What you are asked to do - Rewrite the stretch from "The film had" through "clear everything out." in the text about the film, changing "Skype" to "Zoom".

- Directed by: Ham Tran
- Screenplay by: Tim Tori
- Story by: Kathy Uyen & Son Pharmacy
- Produced by: Timothy Linh Bui, Irene Trinh, Kathy Uyen
- Starring: Kathy Uyen
- Music by: Christopher Wong
- Distributed by: Galaxy Studios
- Release date: 17 October 2013;
- Running time: 95 minutes
- Country: Vietnam
- Language: Vietnamese
- Box office: 7.5 billion đồng (Vietnam)

= How to Fight in Six Inch Heels =

How to Fight in Six Inch Heels (Vietnamese: Am Muu Giay Got Nhon) is a 2013 Vietnamese romantic comedy film directed by Ham Tran, and starring Kathy Uyen, who also produced and co-wrote the film based on her own source material, originally written to improve her acting prospects in Vietnam.

The film, made in Vietnam and New York City, had its U.S. premiere on 13 March 2014 at CAAMFest in San Francisco.

The film had its official US Theatrical Release on March 29, 2015 in Orange County, San Jose, Houston, Dallas, San Diego and Seattle.

== Plot ==
Anne is a talented fashion designer who is having a happy life in New York. She owns a stable career and has a fiancé who loves her wholeheartedly. Kiet - Anne's fiancé comes to Vietnam for his business trip.

While chatting via Skype with Kiet, she discovers a red pair of heels in his house. Suspecting that Kiet is cheating, Anne decides to fly to Vietnam to clear everything out.

In Vietnam, she meets her close friend Danny. Anne has a list of 3 suspects including Bao Trang, Mimi and Ha My. The three are models so Anna wants to investigate each of them.

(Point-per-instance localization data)
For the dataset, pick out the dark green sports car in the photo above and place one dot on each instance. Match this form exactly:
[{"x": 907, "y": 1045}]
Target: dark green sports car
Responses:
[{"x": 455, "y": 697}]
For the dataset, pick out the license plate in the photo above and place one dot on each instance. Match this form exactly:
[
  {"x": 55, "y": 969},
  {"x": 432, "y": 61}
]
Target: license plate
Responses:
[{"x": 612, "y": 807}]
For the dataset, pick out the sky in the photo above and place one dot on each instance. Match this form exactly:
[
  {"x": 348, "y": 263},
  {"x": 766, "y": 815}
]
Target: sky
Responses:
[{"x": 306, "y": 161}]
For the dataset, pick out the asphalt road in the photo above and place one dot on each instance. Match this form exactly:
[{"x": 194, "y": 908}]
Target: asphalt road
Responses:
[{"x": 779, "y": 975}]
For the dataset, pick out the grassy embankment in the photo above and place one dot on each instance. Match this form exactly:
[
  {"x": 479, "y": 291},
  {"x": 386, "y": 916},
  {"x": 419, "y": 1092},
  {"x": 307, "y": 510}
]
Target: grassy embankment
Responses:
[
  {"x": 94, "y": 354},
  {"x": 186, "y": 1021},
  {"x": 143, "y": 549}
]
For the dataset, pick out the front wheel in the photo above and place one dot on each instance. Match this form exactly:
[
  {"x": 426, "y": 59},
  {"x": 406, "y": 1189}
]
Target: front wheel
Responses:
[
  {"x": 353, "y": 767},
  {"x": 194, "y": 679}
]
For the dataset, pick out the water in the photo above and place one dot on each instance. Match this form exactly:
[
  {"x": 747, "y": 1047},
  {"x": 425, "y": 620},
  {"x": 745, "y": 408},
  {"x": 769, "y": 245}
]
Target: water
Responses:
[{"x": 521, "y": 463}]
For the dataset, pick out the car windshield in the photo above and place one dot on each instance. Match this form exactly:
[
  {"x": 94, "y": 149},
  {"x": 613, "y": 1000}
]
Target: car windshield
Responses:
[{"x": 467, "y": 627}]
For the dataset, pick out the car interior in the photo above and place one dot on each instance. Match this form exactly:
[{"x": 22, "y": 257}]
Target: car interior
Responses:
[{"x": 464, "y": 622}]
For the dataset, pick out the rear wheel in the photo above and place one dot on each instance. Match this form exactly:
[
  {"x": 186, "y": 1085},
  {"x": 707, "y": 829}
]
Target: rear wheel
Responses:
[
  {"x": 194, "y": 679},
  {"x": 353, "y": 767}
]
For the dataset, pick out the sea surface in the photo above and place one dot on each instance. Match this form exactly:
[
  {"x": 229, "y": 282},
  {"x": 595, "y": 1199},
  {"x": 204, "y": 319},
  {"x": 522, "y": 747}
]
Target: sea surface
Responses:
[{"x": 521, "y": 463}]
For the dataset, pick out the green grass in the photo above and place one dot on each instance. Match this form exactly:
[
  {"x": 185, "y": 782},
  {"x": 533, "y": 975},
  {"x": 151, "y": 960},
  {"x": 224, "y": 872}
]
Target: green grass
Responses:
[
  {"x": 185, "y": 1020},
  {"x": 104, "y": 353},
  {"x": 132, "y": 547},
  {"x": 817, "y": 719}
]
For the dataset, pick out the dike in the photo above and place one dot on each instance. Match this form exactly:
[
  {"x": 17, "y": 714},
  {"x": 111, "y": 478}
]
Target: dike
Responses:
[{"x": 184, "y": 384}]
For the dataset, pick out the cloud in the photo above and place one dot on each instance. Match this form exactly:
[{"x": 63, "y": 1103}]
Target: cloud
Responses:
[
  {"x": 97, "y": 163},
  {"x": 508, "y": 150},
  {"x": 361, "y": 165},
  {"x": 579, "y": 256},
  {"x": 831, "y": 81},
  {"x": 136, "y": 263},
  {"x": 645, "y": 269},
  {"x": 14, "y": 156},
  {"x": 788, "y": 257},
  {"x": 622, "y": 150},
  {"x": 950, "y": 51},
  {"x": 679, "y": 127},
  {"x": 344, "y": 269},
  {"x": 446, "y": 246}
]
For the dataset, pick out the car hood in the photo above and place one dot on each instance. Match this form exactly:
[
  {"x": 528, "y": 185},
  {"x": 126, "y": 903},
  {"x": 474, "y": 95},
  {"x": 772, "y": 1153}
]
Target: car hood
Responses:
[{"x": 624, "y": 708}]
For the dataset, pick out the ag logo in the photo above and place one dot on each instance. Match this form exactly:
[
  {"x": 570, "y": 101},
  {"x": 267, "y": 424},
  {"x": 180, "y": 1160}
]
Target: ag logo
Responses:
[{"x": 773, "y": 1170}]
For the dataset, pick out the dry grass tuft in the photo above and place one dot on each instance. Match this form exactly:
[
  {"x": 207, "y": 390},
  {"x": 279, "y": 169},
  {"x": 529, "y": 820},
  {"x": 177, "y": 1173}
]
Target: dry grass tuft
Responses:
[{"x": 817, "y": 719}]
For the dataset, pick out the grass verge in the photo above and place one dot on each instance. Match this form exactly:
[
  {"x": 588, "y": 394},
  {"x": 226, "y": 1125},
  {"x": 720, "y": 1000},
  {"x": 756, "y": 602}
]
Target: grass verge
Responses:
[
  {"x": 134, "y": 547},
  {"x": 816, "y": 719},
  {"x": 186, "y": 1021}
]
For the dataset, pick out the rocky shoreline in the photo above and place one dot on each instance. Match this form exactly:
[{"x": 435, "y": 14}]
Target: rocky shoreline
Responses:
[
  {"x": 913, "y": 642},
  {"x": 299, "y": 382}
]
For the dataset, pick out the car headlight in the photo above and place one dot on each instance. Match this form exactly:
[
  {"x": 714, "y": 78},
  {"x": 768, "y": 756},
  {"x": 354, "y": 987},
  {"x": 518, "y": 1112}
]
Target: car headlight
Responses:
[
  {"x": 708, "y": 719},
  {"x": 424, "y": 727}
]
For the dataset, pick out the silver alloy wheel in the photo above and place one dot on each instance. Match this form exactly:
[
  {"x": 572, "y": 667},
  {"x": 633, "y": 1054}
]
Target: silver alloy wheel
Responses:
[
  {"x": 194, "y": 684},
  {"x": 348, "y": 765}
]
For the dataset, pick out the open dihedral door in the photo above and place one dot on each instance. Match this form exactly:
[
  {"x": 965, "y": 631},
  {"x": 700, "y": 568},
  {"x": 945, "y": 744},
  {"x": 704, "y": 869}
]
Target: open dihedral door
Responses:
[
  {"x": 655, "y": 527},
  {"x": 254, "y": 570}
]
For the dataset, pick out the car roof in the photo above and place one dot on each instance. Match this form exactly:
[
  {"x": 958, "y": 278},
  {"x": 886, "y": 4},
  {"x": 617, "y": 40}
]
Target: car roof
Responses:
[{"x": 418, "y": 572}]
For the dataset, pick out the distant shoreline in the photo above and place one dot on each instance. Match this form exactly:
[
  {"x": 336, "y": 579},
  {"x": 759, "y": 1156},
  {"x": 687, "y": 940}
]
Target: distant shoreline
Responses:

Response area -
The film had its official US Theatrical Release on March 29, 2015 in Orange County, San Jose, Houston, Dallas, San Diego and Seattle.

== Plot ==
Anne is a talented fashion designer who is having a happy life in New York. She owns a stable career and has a fiancé who loves her wholeheartedly. Kiet - Anne's fiancé comes to Vietnam for his business trip.

While chatting via Zoom with Kiet, she discovers a red pair of heels in his house. Suspecting that Kiet is cheating, Anne decides to fly to Vietnam to clear everything out.